→ **Text excerpt**:
§ §

Historic school building on US Route 1

The Governor Brann School is a historic school building on United States Route 1 in Cyr Plantation, Maine. It presently is used by the plantation as a polling station and meeting place. The school was named for Louis J. Brann, who was Governor of Maine at the time of its construction in 1934. It is the best-preserved of the community's former district school buildings; it was listed on the National Register of Historic Places in 1993.

==Description and history==
The Brann School is set on the east side of United States Route 1, just south of its junction with Laplante Road. It is a small wood-frame structure with Craftsman styling. It is finished in wood shingles and has a hip roof. A shed-roof addition extends from the center of the northern facade. The main facade faces west, and is three bays wide, a pair of sash windows flanking the center entrance. The entrance is sheltered by a gable-roofed portico, supported by both large brackets and a pair of square posts. The porch roof, like that of the building, has exposed rafter ends in the Craftsman style. The interior of the main block is a single room, with small closets on either side of the entrance, and doorways leading the northern addition, which originally housed pit toilets. The interior is finished in tongue-and-groove woodwork with a chair rail.

§ §

→ **Dataset entries**:
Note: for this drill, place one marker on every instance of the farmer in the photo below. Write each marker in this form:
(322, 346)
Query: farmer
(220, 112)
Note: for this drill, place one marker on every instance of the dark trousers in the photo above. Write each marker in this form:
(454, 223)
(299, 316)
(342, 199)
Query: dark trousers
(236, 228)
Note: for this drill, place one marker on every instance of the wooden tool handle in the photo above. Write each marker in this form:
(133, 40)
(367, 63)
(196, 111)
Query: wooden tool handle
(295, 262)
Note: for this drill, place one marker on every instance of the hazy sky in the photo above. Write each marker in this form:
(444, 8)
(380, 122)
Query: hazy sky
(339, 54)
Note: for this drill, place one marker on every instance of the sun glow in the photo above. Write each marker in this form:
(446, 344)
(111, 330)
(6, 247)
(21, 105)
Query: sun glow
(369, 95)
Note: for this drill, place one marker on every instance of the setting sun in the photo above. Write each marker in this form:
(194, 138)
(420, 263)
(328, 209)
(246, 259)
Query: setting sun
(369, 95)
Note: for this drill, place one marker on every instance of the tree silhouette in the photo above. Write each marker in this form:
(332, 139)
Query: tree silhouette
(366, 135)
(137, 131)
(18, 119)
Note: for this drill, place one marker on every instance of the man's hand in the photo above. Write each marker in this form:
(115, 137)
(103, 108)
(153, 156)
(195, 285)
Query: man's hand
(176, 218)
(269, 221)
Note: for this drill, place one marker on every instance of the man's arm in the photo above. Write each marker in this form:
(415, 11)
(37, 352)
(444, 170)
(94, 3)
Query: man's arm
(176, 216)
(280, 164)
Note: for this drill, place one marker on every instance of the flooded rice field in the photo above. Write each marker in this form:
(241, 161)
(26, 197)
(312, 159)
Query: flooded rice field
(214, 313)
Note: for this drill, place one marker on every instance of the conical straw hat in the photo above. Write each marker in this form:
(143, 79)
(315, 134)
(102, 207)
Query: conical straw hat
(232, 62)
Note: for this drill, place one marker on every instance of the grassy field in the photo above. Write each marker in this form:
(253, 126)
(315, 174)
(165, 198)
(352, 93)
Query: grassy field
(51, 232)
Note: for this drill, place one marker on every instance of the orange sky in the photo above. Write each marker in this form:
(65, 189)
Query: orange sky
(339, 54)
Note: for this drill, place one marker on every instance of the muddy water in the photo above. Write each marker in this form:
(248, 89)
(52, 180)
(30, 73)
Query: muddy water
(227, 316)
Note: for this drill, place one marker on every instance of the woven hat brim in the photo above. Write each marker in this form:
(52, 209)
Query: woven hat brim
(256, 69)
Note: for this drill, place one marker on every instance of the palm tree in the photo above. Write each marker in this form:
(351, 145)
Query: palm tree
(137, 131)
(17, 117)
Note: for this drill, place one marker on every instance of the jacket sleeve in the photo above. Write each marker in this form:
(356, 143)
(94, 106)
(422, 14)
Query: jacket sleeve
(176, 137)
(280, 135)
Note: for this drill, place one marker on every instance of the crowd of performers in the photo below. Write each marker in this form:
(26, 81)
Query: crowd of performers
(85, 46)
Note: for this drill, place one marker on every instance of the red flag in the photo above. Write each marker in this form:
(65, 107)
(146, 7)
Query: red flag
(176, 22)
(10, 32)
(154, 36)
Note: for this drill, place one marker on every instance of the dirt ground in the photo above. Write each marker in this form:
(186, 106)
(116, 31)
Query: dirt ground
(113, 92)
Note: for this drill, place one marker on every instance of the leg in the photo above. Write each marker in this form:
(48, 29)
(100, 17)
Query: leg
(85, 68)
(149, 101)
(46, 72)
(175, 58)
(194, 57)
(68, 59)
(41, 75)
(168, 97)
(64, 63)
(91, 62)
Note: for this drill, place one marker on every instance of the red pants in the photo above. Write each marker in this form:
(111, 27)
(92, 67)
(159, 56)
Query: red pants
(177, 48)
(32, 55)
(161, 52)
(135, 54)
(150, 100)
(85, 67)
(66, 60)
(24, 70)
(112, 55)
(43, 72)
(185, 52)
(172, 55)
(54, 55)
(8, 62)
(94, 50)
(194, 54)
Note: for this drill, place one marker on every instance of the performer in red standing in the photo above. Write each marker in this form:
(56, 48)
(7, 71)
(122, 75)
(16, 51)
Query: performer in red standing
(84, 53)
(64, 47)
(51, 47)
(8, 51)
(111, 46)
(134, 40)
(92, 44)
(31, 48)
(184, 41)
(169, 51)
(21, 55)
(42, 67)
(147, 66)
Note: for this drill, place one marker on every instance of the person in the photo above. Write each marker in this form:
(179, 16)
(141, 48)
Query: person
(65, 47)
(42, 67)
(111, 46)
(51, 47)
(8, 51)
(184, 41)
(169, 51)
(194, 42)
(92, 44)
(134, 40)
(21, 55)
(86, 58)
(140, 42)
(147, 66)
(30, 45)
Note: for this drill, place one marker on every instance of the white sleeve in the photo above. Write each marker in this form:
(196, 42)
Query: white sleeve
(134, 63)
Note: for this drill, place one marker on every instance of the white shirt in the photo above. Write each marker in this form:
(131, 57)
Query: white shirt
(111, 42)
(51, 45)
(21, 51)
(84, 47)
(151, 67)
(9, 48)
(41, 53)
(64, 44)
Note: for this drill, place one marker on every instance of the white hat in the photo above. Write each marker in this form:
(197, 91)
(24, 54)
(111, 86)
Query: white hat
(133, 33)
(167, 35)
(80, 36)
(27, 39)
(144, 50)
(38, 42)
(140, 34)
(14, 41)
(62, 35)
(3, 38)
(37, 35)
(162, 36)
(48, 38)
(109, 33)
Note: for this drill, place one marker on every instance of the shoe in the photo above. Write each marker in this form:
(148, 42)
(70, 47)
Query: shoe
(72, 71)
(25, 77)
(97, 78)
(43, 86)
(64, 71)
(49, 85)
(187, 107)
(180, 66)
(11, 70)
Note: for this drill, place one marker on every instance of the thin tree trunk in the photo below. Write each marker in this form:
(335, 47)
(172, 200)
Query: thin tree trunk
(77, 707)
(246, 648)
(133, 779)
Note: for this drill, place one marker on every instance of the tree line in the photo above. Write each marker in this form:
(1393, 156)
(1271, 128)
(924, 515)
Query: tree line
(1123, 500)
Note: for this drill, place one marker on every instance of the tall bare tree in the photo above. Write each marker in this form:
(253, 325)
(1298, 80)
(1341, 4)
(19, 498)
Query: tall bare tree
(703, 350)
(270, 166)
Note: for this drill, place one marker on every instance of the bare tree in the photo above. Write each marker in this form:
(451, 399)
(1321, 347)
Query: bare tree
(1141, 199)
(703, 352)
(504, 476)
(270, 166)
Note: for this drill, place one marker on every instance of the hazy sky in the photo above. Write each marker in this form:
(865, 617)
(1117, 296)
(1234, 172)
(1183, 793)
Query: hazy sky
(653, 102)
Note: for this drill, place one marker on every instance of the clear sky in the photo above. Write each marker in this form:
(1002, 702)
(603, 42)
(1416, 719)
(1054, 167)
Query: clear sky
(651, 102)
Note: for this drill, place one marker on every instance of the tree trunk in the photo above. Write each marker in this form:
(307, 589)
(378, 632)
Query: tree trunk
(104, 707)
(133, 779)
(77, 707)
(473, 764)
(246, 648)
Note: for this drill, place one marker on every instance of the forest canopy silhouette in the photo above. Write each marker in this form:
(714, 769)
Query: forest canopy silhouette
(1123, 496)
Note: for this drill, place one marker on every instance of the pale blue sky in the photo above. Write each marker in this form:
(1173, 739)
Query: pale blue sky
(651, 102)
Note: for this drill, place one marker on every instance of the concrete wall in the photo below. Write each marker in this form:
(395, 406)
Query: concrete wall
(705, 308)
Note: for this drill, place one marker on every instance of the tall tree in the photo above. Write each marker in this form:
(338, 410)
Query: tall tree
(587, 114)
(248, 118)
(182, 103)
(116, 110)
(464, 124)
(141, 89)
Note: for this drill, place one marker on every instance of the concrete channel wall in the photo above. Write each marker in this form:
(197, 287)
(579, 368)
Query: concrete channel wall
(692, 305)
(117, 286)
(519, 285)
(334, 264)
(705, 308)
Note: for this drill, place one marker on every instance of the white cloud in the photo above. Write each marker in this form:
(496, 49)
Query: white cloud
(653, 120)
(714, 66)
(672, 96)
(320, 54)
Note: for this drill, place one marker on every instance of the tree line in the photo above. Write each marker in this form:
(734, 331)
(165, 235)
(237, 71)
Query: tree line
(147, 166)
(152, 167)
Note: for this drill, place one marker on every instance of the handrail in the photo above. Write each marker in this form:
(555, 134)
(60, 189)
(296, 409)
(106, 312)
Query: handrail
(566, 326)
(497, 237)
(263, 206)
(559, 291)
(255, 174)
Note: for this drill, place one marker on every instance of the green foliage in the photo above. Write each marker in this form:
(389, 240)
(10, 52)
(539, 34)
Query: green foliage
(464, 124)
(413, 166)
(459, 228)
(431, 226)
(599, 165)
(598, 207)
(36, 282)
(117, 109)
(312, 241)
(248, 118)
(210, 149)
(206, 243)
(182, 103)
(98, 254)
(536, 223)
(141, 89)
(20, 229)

§ §

→ **Task instructions**:
Please answer these questions from the Governor Brann School text:
1. In what year was the school built?
2. In what year was it listed on the National Register of Historic Places?
3. What did the northern addition originally house?

→ **Response area**:
1. 1934
2. 1993
3. Pit toilets